Stated goal >> Write the material out again exactly.
[start]
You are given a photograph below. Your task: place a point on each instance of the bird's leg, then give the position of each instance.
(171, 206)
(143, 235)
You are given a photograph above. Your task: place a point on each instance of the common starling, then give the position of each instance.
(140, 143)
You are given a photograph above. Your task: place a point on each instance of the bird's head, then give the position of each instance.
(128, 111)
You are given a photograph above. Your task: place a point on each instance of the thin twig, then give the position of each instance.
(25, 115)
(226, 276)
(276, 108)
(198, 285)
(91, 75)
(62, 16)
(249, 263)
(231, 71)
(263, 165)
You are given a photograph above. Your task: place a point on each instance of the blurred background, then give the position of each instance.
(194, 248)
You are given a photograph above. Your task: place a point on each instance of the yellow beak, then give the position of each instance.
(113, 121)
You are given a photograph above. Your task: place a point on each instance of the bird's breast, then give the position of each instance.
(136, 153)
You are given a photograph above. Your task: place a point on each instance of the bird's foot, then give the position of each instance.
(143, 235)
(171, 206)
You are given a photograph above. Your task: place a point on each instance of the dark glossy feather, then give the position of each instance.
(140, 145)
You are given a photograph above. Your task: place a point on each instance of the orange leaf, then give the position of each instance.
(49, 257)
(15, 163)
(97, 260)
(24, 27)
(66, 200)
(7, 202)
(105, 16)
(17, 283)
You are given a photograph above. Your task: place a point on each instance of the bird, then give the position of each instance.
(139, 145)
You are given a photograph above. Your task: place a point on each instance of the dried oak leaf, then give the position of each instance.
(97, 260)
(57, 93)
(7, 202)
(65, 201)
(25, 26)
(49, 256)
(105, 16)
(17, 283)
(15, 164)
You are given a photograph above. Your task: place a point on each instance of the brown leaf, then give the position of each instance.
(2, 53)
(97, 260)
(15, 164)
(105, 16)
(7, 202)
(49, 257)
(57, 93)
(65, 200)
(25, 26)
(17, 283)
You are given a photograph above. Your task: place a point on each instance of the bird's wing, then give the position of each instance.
[end]
Response below >>
You are given a photograph below. Your task: place a point on each instance of the bird's leg, then give the position of each instance.
(171, 206)
(143, 235)
You are given a photograph above. Your task: place a point on each instance of the common starling, then give the position of each instance.
(140, 143)
You are given a photograph above. Your task: place a point on each instance of the bird's head, then give the position of each instance.
(128, 111)
You are given a photograph above. Your task: place a point on each instance of the thin twig, then give the position of each instance.
(25, 115)
(226, 276)
(276, 108)
(198, 285)
(91, 75)
(62, 16)
(249, 263)
(231, 71)
(263, 165)
You are given a photograph above. Your task: place a point on each instance of the blurred background, then give the position of each instance.
(194, 248)
You are given a photograph above. Your task: place a point on each instance of the yellow beak, then give the position of each instance.
(113, 121)
You are given a photograph above. Your task: place a point on each instance of the bird's breast, then give the position of each instance.
(136, 153)
You are given a photograph above. Your task: place a point on each instance of the bird's foot, then give the position of each instance.
(143, 235)
(171, 206)
You are given a photograph above. Your task: place a point on each instance of the dark glossy feather, then give the position of each instance.
(140, 145)
You are given a photograph above. Your task: place a point on each instance of the orange leaf, then give the position of each instance.
(49, 257)
(15, 163)
(97, 260)
(24, 27)
(66, 200)
(7, 202)
(105, 16)
(17, 283)
You are given a photograph above. Your task: place a point on each instance of the bird, then give the position of each instance.
(139, 145)
You are given a photograph above. Your task: place a point on each instance of the dried oak leaf, then give the position of each instance.
(97, 260)
(57, 93)
(7, 202)
(65, 201)
(25, 26)
(49, 256)
(105, 16)
(17, 283)
(15, 164)
You are given a photograph above. Your task: place a point on each instance of the brown leaf, then give the position of each instance.
(2, 53)
(97, 260)
(15, 164)
(105, 16)
(7, 202)
(49, 257)
(57, 93)
(65, 200)
(25, 26)
(17, 283)
You are given a photograph above. Your task: place a point on each instance of the bird's wing, then give the position of each instance.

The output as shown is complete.